* Task statement *
Reproduce, word for word, the section of the piece on popular culture in China starting at "Westerners have become" and ending at "and the arts.".

* Extract *

· · · ·

Westerners have become hyper-aware of China’s remarkable economic growth over the last forty years. Many also know about the dramatic social changes that China has been experiencing during this same period, as a result not only of changes to family life in the face of the (recently-relaxed) one child policy but also of the movement of over half a billion people from the countryside into cities. Less well known, however, is that more recently, as a direct byproduct of those economic and social transformations, China has also been experiencing an enormous efflorescence of popular culture and the arts.
The Shi-Dati summer event at The Broad offered a skillfully curated compendium of some of the most creative pop-culture producers in China today, including hip-hop artists, “underground punk” musicians, mixed-media performance artists, and others at the cutting edge of street culture in major cities like Shanghai and Beijing.

· · · ·

* Collected data *
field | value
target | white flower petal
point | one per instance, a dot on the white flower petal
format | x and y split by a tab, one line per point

· · · ·

* Answer to this exercise *
Westerners have become hyper-aware of China’s remarkable economic growth over the last forty years. Many also know about the dramatic social changes that China has been experiencing during this same period, as a result not only of changes to family life in the face of the (recently-relaxed) one child policy but also of the movement of over half a billion people from the countryside into cities. Less well known, however, is that more recently, as a direct byproduct of those economic and social transformations, China has also been experiencing an enormous efflorescence of popular culture and the arts.